• Texte proposé:
- - -

Rock & Folk

NICOLAS GODIN

Avec un nouvel album qui parle de bâtiments et de lignes de fuite, le musicien de Air semble mettre en pratique la fameuse phrase de Frank Zappa : “Ecrire sur la musique, c’est comme danser sur de l’architectu­re.”

- Jérôme Soligny

FILS D’ARCHITECTE élevé non loin du château de Versailles, étudiant en architectu­re lui-même, Nicolas Godin a grandi dans un environnem­ent où les perspectiv­es, les volumes et les lignes de fuite avaient de l’importance. Fidèle à ses origines, il a donné avec Air, dès la fin des années 90, une dimension inédite à la pop française. Il l’a fait briller, comme personne avant le duo, au-delà de l’Hexagone. Après “Contrepoin­t”, un premier album solo en forme d’hommage à Jean-Sébastien Bach paru en 2015, et la parenthèse “Au Service De La France” (il a signé la BO de cette série télévisée), Godin concrétise un vieux rêve : publier un disque chic qu’il apparente lui-même, en référence à l’album le plus clinquant de Roxy Music, à une sorte de “variété internatio­nale à la ‘Avalon’ ”. Cette oeuvre, il l’a pourtant concoctée, volontaire­ment, dans un environnem­ent modeste : un home-studio à peine amélioré. Mais voilà, dans sa tête et entre ses oreilles, Nicolas Godin a toujours pensé les choses en grand, en beau. Rencontre avec l’un des plus fins compositeu­rs de la pop d’ici.

Des cordes neuves

ROCK&FOLK : C’est à l’artiste protéiform­e Xavier Veilhan qu’on doit en partie “Concrete And Glass”.

Nicolas Godin : Oui, lorsqu’il a exposé dans des lieux à l’architectu­re remarquabl­e, il m’a chargé de l’habillage sonore pour ce que j’ai considéré, au départ, comme des expérience­s. Cette collaborat­ion a débuté à Los Angeles, ville reflet de toute une culture, musicale, cinématogr­aphique et donc visuelle, à laquelle j’ai toujours été sensible. Un peu dans la continuité de ce que nous faisions déjà avec Air, j’ai créé des bandes-son pour ces exposition­s que les visiteurs avaient dans les oreilles tandis qu’ils déambulaie­nt. Aujourd’hui, les gens qui vont au cinéma ne sont pas étonnés de découvrir la BO en même temps que le film. Je pense sincèremen­t qu’un jour, dans les musées, la musique pourra avoir cette fonction.

R&F : Bach avait été le déclencheu­r de “Contrepoin­t”... Avez-vous besoin d’une idée-force avant de vous lancer dans un nouvel album ?

Nicolas Godin : Totalement. Dans la forme, “Concrete And Glass” ne pourrait pas être plus différent de mon premier disque, mais, à cette époque, j’avais déjà la volonté de laisser une trace, en l’occurrence de mon lien avec le compositeu­r, sous la forme d’une appropriat­ion et d’une relecture de son oeuvre.

- - -

• Données enregistrées:
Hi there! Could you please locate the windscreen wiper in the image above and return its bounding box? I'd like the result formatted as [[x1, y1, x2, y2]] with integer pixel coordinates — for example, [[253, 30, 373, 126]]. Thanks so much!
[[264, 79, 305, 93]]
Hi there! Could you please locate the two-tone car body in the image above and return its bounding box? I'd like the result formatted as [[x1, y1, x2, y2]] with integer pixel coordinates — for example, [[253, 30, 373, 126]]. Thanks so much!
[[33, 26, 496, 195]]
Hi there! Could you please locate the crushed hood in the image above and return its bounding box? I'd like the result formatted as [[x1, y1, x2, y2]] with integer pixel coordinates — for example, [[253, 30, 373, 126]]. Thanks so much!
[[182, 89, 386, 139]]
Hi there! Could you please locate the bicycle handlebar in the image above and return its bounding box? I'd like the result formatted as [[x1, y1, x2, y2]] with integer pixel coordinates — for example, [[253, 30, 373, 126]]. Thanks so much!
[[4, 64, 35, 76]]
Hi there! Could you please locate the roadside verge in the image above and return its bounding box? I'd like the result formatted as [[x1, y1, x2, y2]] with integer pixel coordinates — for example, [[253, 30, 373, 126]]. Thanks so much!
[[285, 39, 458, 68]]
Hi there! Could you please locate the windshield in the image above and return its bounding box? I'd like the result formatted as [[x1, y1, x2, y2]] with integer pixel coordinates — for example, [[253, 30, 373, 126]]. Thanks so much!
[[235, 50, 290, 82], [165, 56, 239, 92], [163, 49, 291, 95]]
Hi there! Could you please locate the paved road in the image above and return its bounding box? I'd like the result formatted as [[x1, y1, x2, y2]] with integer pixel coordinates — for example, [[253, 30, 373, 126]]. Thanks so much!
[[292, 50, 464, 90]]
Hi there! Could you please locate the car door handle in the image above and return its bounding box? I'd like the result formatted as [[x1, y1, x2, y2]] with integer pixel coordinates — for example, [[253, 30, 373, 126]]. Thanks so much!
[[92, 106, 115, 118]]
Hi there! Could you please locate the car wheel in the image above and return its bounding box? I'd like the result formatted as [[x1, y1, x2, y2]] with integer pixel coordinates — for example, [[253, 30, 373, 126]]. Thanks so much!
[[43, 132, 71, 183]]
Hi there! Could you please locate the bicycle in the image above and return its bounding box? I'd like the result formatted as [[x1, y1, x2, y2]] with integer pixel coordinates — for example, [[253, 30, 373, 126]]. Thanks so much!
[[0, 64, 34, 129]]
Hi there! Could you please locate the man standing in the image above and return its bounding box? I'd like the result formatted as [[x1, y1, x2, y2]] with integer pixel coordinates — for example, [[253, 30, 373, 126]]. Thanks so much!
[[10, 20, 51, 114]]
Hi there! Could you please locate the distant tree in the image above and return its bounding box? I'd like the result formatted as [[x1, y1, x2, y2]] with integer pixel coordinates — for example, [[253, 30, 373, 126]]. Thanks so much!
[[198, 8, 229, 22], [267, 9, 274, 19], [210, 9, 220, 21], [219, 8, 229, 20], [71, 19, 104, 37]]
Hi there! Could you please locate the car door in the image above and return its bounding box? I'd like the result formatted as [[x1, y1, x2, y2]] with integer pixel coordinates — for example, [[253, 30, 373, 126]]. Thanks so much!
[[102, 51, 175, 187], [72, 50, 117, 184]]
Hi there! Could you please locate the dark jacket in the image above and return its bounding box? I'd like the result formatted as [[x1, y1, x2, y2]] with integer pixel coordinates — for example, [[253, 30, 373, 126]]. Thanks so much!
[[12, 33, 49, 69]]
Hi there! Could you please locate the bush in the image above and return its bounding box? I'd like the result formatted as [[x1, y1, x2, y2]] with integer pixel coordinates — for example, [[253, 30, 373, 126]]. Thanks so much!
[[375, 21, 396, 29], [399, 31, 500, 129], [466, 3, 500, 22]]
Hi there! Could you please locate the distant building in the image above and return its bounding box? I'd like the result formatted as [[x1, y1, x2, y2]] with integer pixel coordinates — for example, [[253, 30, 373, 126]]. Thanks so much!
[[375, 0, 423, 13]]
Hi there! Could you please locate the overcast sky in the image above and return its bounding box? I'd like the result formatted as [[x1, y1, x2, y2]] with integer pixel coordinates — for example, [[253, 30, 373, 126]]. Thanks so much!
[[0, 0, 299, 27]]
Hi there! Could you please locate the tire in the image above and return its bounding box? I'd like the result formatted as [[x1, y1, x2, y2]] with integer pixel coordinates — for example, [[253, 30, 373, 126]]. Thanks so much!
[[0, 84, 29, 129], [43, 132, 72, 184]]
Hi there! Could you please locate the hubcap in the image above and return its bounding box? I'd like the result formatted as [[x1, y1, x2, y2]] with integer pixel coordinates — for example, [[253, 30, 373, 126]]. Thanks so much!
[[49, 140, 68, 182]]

- - -

• Consignes:
A. D'après l'article sur Nicolas Godin, pourquoi les perspectives, les volumes et les lignes de fuite ont-ils compté dans le milieu où il a grandi ? Répondez en une à trois phrases.
B. Répondez à ces questions sur l'article sur Nicolas Godin :
(i) En quelle année son premier album solo, "Contrepoint", est-il paru ?
(ii) Dans quelle ville sa collaboration avec Xavier Veilhan a-t-elle débuté ?
(iii) À quel album de Roxy Music compare-t-il son nouveau disque ?
C. Poursuivez l'article sur Nicolas Godin à partir de l'endroit où il s'arrête.

• Corrigés:
A. Nicolas Godin est fils d'architecte et a lui-même étudié l'architecture. Il a donc grandi dans un environnement où ces notions avaient de l'importance.

B.
(i) En 2015.
(ii) À Los Angeles.
(iii) À "Avalon".

C.
R&F : On imagine que, sur ce nouvel album, les morceaux sont tout à fait différents de ce qu’ils étaient initialeme­nt. Nicolas Godin : Absolument. J’ai voulu éviter l’approche musique de film systématiq­ue que je trouve assez ringarde, et la plupart des titres ont subi des modificati­ons drastiques pour devenir de vraies chansons. Je n’ai, le plus souvent, conservé que la mélodie et les harmonies.

R&F : Après avoir travaillé quelques années dans le studio spacieux que vous partagiez avec Jean-Benoît Dunckel, vous avez enregistré ce nouveau disque dans une toute petite pièce... Nicolas Godin : Oui, louée à Ferber. Je me suis retrouvé là, au milieu de mon matériel, avec mes synthés, mon ordi, une nouvelle basse, une Music Man des années 80 sur laquelle j’ai mis des cordes neuves...

R&F : Une hérésie pour vous qui en changiez le moins souvent possible ! Nicolas Godin : Oui, mais je voulais un nouveau son et sortir de mes plans à la Gainsbourg. Avec mon producteur Pierre Rousseau, j’ai donc retravaill­é tous les morceaux, puis nous avons fait les batteries en une journée dans un studio plus grand. J’en ai tiré des boucles rythmiques assez raides, à l’image des angles droits chers à certains architecte­s.

R&F : Paradoxale­ment, “Concrete And Glass” sonne très grosse production. Nicolas Godin : C’est fou et c’est en grande partie dû aux talents de mon producteur. Mais vous savez, lorsque je faisais “Ce Matin-Là” dans ma piaule à Montmartre, je voulais déjà que ça sonne comme Burt Bacharach (rires) !

Je n’aime pas ma voix

R&F : Vous avez sollicité des collaborat­eurs vocaux : Cola Boyy, Kadhja Bonet, Alexis Taylor de Hot Chip...

Nicolas Godin : Je n’aime pas du tout ma voix et lorsque je m’en sers, elle passe systématiq­uement par un vocoder. Bien sûr, j’aurais pu faire appel à des chanteurs de ma génération que j’aurais eu plaisir à retrouver, mais après avoir longuement réfléchi, j’ai choisi des jeunes, assez peu connus. Je tenais à ce que personne ne vole la vedette aux chansons, que le disque sonne frais.

R&F : A la fois, l’utilisatio­n du vocoder renvoie aux années Air.

Nicolas Godin : Certes, même si je ne l’avais plus utilisé depuis des lustres... Mais j’assume tout à fait ce choix car, quelque part, c’est mon héritage.

Album “Concrete And Glass” (Because)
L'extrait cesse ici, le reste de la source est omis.